▶ **Ziel der Aufgabe**: Zählen Sie, in wie vielen Zeilen des folgenden Materials die Zeichenfolge „marker“ vorkommt. Nennen Sie ausschließlich die Zahl.

▶ **Material**:
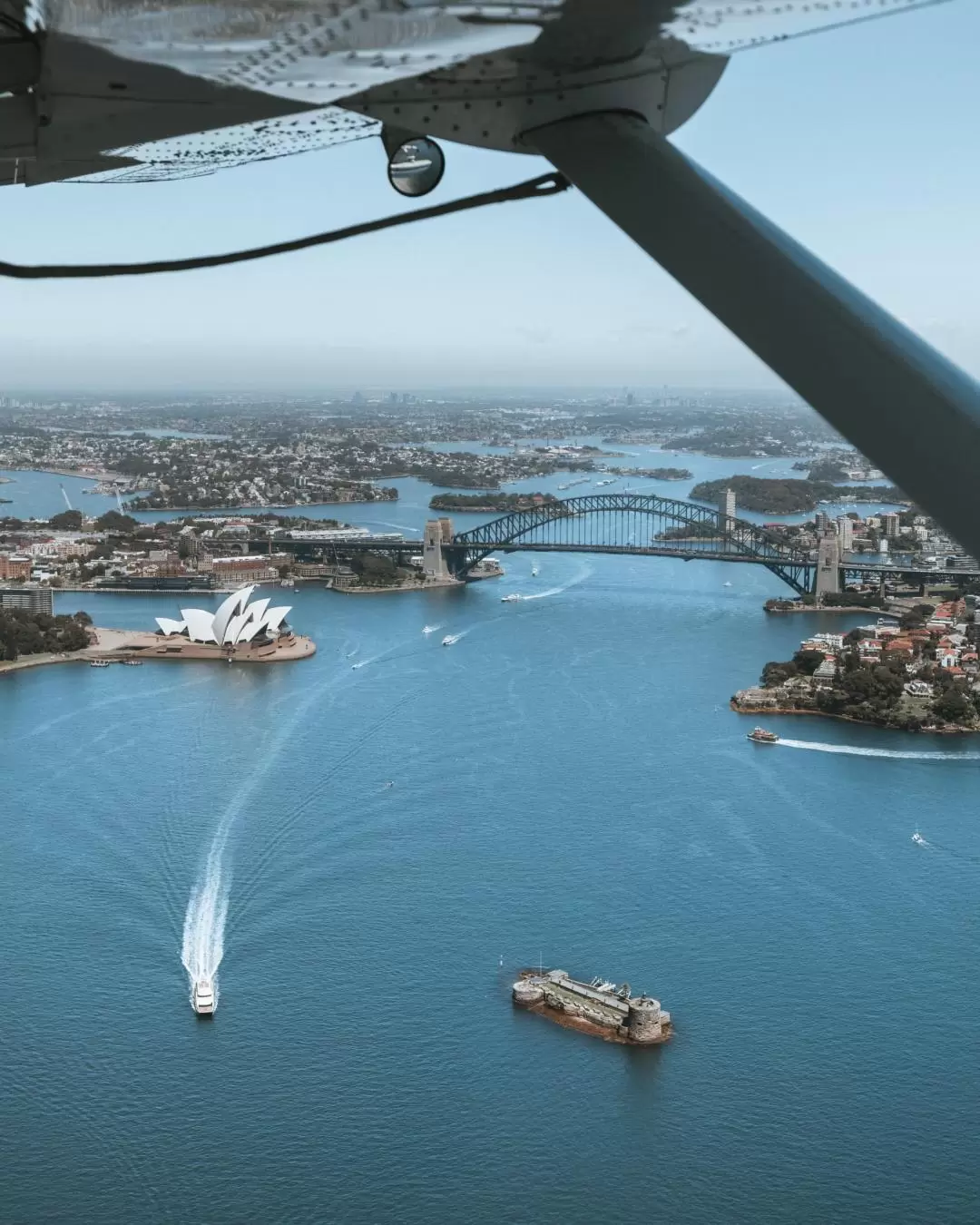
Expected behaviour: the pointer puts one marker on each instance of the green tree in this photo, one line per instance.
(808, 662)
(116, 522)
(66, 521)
==
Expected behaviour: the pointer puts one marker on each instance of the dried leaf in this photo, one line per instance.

▶ **Lösung der Aufgabe**: 2